* Written problem
Turn the material below into a JSON list of strings, one string per line and blank lines left out, starting at the line that contains "top, I would be grateful." and ending at the last line of the material, both included. Leave out every line before that range.

* Input data
________

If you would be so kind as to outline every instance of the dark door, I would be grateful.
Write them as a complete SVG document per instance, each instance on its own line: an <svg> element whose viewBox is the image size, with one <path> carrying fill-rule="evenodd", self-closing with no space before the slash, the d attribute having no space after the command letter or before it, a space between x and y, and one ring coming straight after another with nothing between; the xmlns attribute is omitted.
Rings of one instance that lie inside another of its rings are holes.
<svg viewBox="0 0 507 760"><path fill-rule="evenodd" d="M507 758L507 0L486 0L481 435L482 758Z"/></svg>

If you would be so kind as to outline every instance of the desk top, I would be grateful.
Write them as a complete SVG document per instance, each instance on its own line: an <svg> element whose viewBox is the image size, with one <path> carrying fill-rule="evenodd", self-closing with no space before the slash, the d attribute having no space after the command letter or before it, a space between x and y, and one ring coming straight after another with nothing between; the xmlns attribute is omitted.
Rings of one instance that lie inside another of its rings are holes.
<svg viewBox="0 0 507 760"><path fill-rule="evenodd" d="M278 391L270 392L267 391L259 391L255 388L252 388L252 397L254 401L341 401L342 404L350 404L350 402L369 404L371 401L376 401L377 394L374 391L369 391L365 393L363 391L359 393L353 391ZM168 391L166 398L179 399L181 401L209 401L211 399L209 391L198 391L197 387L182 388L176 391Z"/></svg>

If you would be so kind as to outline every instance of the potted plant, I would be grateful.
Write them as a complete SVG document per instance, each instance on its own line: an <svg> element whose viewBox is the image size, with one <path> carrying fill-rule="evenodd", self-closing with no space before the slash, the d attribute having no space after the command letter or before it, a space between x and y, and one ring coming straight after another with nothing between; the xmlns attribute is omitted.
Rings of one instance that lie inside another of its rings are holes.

________

* Final result
[
  "If you would be so kind as to outline every instance of the desk top, I would be grateful.",
  "Write them as a complete SVG document per instance, each instance on its own line: an <svg> element whose viewBox is the image size, with one <path> carrying fill-rule=\"evenodd\", self-closing with no space before the slash, the d attribute having no space after the command letter or before it, a space between x and y, and one ring coming straight after another with nothing between; the xmlns attribute is omitted.",
  "Rings of one instance that lie inside another of its rings are holes.",
  "<svg viewBox=\"0 0 507 760\"><path fill-rule=\"evenodd\" d=\"M278 391L270 392L267 391L259 391L255 388L252 388L252 397L254 401L341 401L342 404L350 404L350 402L369 404L371 401L376 401L377 394L374 391L369 391L365 393L363 391L359 393L353 391ZM168 391L166 398L179 399L181 401L209 401L211 399L209 391L198 391L197 387L182 388L176 391Z\"/></svg>",
  "If you would be so kind as to outline every instance of the potted plant, I would be grateful.",
  "Write them as a complete SVG document per instance, each instance on its own line: an <svg> element whose viewBox is the image size, with one <path> carrying fill-rule=\"evenodd\", self-closing with no space before the slash, the d attribute having no space after the command letter or before it, a space between x and y, and one ring coming straight after another with nothing between; the xmlns attribute is omitted.",
  "Rings of one instance that lie inside another of its rings are holes."
]